*WORK TASK*
Copy each line below containing "above".

[SOURCE DATA — start]

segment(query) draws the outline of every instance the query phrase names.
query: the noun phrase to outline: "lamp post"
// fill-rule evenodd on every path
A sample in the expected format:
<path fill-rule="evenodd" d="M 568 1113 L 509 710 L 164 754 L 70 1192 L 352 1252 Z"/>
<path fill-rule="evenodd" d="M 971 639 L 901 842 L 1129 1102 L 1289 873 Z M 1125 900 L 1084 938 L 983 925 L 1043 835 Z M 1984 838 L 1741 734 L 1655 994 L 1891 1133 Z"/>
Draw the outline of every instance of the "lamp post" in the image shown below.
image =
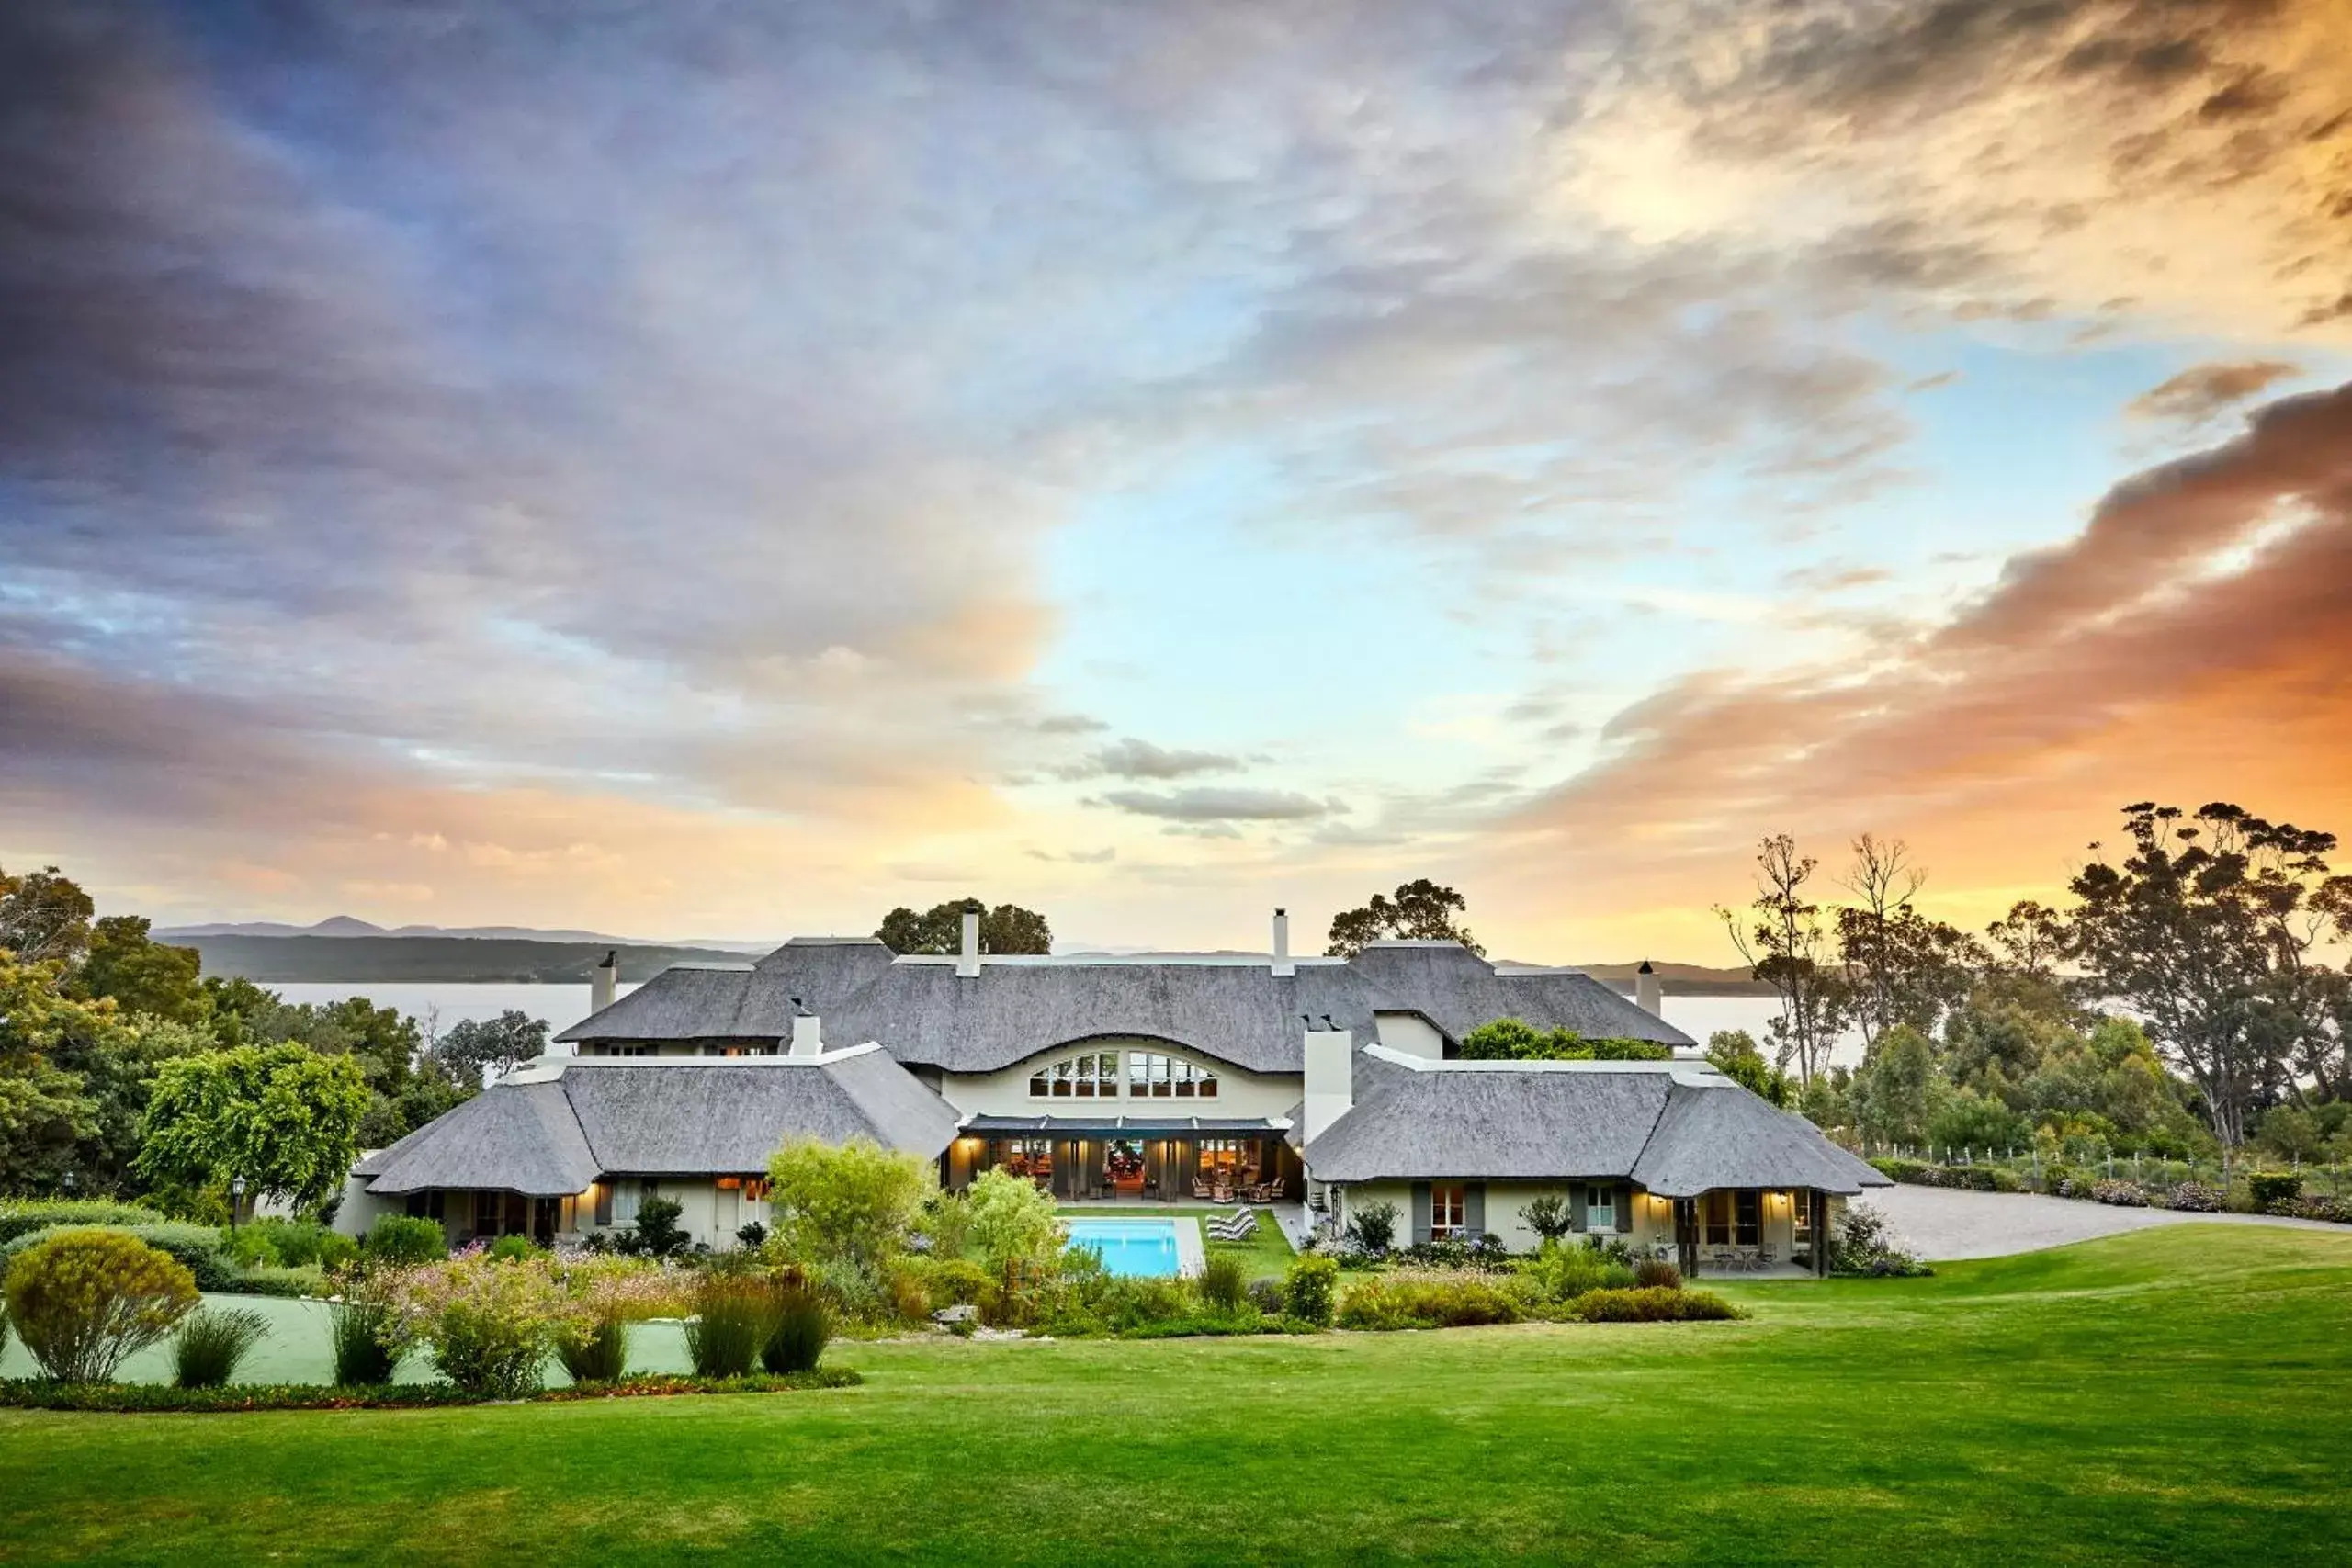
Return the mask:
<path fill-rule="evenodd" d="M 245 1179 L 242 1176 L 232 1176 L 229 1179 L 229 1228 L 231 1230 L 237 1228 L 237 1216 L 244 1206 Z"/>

[SOURCE DATA — finish]
[SOURCE DATA — start]

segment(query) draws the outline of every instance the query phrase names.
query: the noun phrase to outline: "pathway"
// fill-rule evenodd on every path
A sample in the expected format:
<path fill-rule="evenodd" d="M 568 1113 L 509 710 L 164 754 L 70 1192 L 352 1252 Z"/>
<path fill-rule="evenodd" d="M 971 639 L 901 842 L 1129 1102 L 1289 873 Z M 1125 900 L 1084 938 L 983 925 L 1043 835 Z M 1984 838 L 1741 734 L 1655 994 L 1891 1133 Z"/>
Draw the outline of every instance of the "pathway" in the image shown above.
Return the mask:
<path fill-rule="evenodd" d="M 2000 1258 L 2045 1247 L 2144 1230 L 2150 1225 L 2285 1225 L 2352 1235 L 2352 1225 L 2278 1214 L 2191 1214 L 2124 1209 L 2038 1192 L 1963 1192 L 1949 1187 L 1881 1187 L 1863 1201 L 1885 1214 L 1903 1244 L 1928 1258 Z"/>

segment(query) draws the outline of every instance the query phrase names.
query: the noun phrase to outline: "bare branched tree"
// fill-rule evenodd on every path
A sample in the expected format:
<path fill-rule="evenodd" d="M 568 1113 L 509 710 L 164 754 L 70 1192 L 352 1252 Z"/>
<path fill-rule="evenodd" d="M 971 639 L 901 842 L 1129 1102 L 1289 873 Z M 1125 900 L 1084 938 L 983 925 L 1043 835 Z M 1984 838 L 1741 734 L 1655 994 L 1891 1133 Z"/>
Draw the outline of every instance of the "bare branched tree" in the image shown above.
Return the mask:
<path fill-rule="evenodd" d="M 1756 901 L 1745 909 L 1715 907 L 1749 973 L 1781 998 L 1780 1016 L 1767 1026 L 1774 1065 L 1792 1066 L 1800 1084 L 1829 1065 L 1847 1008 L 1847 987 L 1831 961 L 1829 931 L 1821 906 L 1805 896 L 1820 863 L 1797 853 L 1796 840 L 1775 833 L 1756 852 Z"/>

[SOURCE DATA — finish]

*RESULT OF THE TASK*
Draw the outline of every instance of the "pathway" in the image shown above.
Draw the outline of every instance of the "bare branched tree" in the image shown above.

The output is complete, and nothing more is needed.